Problem description – Copy out the whole sockeye salmon article below word for word, with nothing changed.
=== Exercise text ===
Skip to content

Feds accused of ignoring Cohen's steps to save sockeye

Salmon inquiry recommendations languish one year later
OLYMPUS DIGITAL CAMERA
Sockeye salmon in the Adams River heading upstream to spawn. A drop in returning sockeye to less than two million in 2009 prompted the federal government to appoint the Cohen inquiry.

Conservation groups are criticizing the federal government for inaction one year after the tabling of the Cohen Commission's exhaustive report on how to halt the decline of Fraser River sockeye salmon.

They say Justice Bruce Cohen's 75 recommendations have languished following the $26-million inquiry, with no sign of meaningful action from the federal government that dispatched him.

"There are a lot of people disappointed," Watershed Watch Salmon Society executive director Craig Orr said.

"What was hailed by many as a blueprint to sustain sockeye into the future is starting to look a lot more like a government retreat."
=== Raw data ===
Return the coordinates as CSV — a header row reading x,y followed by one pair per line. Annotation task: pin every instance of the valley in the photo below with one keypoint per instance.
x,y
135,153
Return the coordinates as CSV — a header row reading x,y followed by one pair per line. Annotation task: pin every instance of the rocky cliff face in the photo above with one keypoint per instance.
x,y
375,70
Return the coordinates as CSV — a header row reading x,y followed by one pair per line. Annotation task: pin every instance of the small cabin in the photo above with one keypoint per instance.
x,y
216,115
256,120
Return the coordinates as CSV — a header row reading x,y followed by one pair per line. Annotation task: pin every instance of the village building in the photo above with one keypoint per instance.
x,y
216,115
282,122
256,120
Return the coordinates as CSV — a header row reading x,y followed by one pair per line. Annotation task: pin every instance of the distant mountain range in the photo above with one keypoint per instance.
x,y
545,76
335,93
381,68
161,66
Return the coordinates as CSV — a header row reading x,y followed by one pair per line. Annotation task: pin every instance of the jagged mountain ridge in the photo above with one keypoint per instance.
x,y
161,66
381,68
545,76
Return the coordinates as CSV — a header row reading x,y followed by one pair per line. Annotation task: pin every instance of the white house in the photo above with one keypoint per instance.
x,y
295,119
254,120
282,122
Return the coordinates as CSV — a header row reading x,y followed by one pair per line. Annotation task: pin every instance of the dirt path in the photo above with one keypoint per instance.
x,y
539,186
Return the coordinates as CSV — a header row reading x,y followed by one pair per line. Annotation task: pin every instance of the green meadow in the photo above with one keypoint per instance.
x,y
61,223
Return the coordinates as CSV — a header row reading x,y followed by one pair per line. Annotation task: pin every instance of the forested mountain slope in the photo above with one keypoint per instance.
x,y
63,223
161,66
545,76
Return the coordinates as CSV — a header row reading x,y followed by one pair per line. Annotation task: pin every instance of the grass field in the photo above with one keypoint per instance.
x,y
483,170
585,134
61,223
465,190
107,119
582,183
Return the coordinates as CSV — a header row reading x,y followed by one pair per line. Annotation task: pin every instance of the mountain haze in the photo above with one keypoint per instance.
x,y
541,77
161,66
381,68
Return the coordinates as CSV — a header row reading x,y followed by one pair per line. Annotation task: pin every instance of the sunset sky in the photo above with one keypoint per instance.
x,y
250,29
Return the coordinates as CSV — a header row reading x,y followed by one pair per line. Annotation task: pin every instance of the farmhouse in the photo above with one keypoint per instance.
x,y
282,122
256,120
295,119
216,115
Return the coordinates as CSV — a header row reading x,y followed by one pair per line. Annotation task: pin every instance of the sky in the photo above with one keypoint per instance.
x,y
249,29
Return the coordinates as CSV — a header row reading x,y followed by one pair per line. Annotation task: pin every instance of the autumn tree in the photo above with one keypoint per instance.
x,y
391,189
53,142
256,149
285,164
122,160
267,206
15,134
===
=== Raw data ===
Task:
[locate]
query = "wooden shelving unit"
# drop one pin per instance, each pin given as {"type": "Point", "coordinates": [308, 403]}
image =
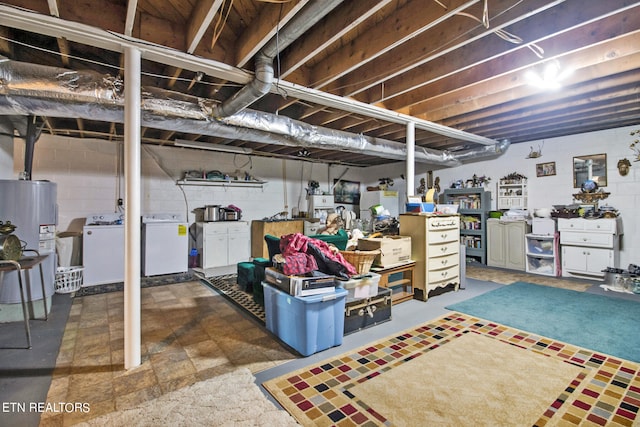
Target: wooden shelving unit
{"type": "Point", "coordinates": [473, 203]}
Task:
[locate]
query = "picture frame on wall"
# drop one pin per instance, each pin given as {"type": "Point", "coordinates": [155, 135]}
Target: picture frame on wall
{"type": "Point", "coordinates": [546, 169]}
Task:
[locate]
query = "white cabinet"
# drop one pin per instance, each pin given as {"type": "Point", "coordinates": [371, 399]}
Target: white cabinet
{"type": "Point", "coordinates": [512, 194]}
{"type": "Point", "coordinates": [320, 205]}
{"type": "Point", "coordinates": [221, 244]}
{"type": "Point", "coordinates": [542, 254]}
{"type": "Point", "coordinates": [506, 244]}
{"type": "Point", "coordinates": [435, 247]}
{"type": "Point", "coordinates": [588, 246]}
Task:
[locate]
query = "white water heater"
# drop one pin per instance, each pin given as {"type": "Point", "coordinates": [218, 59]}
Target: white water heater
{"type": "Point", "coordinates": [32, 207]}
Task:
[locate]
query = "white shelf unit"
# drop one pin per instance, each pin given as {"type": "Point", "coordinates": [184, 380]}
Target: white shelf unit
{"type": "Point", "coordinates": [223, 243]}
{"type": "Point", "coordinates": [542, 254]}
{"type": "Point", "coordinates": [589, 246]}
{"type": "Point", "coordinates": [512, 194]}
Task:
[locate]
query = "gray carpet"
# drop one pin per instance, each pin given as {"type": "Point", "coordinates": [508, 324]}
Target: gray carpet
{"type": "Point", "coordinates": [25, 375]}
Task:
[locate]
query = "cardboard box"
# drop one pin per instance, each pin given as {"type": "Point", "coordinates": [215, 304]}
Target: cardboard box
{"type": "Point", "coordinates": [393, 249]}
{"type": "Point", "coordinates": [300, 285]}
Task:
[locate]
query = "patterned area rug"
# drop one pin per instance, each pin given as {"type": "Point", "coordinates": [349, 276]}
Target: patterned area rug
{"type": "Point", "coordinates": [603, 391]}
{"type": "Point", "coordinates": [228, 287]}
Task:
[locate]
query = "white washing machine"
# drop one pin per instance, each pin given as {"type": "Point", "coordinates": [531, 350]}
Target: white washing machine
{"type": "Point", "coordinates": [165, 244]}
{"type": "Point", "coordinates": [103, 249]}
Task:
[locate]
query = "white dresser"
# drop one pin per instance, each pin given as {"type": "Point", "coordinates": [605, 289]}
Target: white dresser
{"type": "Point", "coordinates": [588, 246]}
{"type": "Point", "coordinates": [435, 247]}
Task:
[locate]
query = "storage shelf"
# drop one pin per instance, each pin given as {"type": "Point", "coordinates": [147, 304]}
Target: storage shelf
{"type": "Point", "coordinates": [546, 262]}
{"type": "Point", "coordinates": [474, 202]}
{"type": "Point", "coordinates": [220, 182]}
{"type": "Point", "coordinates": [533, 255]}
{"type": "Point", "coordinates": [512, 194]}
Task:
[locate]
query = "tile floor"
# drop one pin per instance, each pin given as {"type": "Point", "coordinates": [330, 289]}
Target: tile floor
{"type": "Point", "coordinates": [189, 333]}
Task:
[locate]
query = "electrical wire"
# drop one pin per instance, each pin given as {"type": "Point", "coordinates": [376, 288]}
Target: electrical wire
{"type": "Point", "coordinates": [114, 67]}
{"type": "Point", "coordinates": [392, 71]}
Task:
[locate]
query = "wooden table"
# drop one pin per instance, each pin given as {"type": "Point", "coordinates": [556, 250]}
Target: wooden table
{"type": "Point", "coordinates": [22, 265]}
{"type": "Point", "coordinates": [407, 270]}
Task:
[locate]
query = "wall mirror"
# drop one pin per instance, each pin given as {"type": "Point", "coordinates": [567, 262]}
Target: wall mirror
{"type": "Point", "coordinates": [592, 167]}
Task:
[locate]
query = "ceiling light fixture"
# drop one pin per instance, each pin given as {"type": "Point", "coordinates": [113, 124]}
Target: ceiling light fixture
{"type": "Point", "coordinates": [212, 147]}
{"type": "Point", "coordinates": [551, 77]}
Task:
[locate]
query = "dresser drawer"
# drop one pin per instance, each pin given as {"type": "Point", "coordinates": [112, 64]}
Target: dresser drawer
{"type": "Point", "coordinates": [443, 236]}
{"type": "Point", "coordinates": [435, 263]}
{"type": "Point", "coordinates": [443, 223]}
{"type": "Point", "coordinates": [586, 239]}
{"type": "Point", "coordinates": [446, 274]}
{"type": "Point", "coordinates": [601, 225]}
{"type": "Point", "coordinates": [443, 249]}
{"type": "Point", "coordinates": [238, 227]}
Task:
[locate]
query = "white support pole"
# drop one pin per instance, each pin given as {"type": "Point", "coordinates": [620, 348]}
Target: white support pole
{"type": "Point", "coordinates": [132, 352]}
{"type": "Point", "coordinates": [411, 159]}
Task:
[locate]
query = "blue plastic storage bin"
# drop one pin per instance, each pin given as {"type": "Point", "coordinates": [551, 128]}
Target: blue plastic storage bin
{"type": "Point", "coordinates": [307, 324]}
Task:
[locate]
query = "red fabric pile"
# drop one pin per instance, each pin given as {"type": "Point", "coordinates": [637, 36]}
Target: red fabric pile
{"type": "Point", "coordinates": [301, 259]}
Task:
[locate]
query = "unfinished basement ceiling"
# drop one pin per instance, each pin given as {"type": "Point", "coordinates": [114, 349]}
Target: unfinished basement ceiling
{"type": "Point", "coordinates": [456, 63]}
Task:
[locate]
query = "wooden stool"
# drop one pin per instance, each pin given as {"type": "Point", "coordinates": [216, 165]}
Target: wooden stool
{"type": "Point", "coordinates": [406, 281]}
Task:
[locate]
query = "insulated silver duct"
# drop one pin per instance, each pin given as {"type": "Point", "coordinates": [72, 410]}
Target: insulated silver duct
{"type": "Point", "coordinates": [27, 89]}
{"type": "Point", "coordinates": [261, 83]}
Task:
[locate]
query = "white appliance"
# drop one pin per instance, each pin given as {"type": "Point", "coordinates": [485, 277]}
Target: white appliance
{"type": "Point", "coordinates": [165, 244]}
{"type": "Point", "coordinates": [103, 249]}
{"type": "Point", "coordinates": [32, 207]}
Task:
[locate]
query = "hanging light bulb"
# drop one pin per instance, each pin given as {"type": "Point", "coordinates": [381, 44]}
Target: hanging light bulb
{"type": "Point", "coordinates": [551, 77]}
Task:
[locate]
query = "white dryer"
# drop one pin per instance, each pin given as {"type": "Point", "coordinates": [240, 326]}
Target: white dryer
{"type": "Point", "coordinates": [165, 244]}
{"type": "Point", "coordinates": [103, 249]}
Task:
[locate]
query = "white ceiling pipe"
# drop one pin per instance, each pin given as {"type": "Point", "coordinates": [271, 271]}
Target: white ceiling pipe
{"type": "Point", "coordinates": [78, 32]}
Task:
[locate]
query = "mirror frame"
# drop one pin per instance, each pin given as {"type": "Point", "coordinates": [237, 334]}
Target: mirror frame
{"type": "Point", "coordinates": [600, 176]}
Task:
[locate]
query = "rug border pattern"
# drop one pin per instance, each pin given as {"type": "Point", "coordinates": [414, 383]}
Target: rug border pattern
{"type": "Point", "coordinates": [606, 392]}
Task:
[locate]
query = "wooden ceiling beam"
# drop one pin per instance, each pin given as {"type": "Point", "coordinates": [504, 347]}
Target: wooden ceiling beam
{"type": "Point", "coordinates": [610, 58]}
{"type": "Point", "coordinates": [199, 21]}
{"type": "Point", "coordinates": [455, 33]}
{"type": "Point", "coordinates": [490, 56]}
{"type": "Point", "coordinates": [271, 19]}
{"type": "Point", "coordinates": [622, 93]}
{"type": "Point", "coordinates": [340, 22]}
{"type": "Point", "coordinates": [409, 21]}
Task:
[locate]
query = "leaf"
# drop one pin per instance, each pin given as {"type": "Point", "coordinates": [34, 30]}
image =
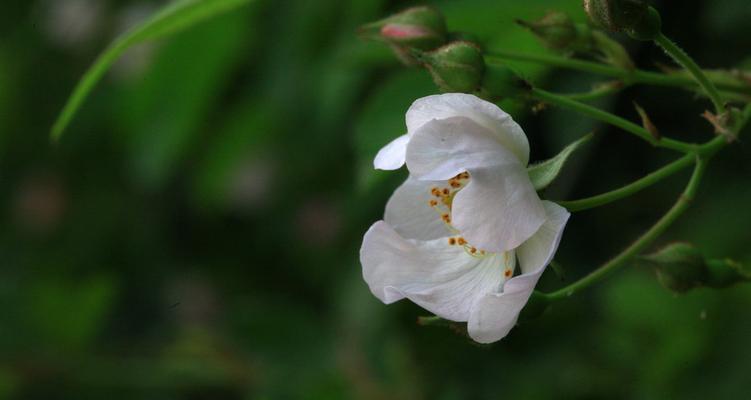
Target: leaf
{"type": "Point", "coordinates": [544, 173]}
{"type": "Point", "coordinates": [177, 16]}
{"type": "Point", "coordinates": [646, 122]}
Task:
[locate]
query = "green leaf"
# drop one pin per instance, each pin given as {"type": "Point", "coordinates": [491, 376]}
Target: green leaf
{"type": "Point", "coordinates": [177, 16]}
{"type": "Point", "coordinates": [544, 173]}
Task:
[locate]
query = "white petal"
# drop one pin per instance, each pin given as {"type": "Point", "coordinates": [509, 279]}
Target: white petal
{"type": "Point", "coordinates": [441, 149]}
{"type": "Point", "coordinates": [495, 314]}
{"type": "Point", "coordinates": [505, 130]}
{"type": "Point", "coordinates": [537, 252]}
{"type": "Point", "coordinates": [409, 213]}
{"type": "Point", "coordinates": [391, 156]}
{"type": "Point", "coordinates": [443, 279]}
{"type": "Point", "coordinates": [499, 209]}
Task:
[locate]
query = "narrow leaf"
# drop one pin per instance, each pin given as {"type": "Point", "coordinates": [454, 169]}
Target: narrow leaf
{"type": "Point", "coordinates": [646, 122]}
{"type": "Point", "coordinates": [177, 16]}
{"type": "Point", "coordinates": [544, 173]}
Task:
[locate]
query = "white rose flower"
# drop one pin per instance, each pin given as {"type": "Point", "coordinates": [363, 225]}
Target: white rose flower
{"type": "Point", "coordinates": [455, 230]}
===
Exercise output –
Skip to content

Feds accused of ignoring Cohen's steps to save sockeye

Salmon inquiry recommendations languish one year later
OLYMPUS DIGITAL CAMERA
Sockeye salmon in the Adams River heading upstream to spawn. A drop in returning sockeye to less than two million in 2009 prompted the federal government to appoint the Cohen inquiry.

Conservation groups are criticizing the federal government for inaction one year after the tabling of the Cohen Commission's exhaustive report on how to halt the decline of Fraser River sockeye salmon.

They say Justice Bruce Cohen's 75 recommendations have languished following the $26-million inquiry, with no sign of meaningful action from the federal government that dispatched him.

"There are a lot of people disappointed," Watershed Watch Salmon Society executive director Craig Orr said.

"What was hailed by many as a blueprint to sustain sockeye into the future is starting to look a lot more like a government retreat."